>> START Document segment
Economic assurance among east European member states was overwhelmingly restored by overseas data: in the Czech Republic, Bulgaria, Latvia, Romania and Slovakia, indices rose on average three points and including in Poland, the largest economy. Nordic states mood was more subdued, even linear in Denmark and Finland while Sweden's dropped one point.
Industrial confidence thus matched economic concerns as the region's index stayed unchanged at -7.2 points: France's dropped six points to -16.6 since national statistics announced a mild recession in the first quarter of this year. Italy's gauge was prudent and stayed mostly unchanged at -11.8 while export-led Germany's moved into positive territory to 1.6 points. Spain's performed equally and climbed four points to -14.8. In the UK, industrial confidence jumped seven points to -6.
Production expectations aligned with national moods: the Euro area's index inched down to 1.8 points as pessimistic France slipped into negative territory to -3.6 points followed by Italy two-point drop to -2.4 points. Germany's index jumped four points to 7.4 and Spain's by over half to -2.5. In the UK, the gauge leaped over ten points to 11.8, the biggest increase in over eight months. Two east European member states proved optimistic, Poland and Romania, with their indices up respectively six points to 5.7 and four points to 8.9. By contrast, dynamic Nordic states Finland and Sweden stayed in the red while Denmark slowed down two points.
>> END Document segment
>> START Entries provided
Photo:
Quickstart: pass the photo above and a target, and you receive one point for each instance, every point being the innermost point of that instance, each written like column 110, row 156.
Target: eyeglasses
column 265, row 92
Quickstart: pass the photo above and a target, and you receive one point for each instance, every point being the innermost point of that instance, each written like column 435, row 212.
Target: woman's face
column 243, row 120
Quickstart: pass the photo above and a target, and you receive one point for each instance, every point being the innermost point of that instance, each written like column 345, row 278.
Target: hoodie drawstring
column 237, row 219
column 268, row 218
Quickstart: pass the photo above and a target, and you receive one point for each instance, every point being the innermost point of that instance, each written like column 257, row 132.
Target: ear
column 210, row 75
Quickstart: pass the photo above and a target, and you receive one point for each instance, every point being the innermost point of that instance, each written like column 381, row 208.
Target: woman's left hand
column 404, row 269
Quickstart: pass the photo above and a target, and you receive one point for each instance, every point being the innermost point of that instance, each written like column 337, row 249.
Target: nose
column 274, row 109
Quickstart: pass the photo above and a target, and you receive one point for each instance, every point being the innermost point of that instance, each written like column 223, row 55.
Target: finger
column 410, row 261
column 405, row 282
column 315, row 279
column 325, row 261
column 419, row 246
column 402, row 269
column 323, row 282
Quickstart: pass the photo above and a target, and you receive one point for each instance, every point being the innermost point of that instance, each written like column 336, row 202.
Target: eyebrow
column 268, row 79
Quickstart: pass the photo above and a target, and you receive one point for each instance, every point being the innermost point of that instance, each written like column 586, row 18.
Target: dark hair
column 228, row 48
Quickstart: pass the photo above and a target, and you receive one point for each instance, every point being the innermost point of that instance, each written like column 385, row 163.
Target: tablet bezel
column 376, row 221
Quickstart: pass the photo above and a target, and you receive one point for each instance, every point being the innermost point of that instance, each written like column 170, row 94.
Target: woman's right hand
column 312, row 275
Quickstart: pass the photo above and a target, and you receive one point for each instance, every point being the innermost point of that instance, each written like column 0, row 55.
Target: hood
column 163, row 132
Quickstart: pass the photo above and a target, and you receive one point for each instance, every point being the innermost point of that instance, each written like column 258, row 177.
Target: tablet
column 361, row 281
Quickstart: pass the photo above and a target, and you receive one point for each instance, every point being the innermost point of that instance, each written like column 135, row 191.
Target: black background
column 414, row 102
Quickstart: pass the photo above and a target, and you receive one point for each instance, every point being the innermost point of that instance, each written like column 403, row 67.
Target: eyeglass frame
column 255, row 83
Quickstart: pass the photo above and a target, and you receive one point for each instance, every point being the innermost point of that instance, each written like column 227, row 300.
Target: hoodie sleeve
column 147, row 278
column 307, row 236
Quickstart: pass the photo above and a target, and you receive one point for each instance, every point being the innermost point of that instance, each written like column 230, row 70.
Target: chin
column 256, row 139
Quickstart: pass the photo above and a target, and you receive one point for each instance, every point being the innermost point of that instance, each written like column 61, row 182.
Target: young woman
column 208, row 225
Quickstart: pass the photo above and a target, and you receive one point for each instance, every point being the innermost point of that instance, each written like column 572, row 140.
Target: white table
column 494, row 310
>> END Entries provided
_To-do list_
1/ In the passage on European economic confidence, at what value did the region's industrial confidence index stay unchanged?
2/ From the passage on European economic confidence, return the text word for word, starting at "Production expectations aligned" and ending at "down two points.".
3/ List every country named in the paragraph of the passage on European economic confidence that begins "Industrial confidence thus matched".

_Response list_
1/ -7.2 points

2/
Production expectations aligned with national moods: the Euro area's index inched down to 1.8 points as pessimistic France slipped into negative territory to -3.6 points followed by Italy two-point drop to -2.4 points. Germany's index jumped four points to 7.4 and Spain's by over half to -2.5. In the UK, the gauge leaped over ten points to 11.8, the biggest increase in over eight months. Two east European member states proved optimistic, Poland and Romania, with their indices up respectively six points to 5.7 and four points to 8.9. By contrast, dynamic Nordic states Finland and Sweden stayed in the red while Denmark slowed down two points.

3/ France, Italy, Germany, Spain, the UK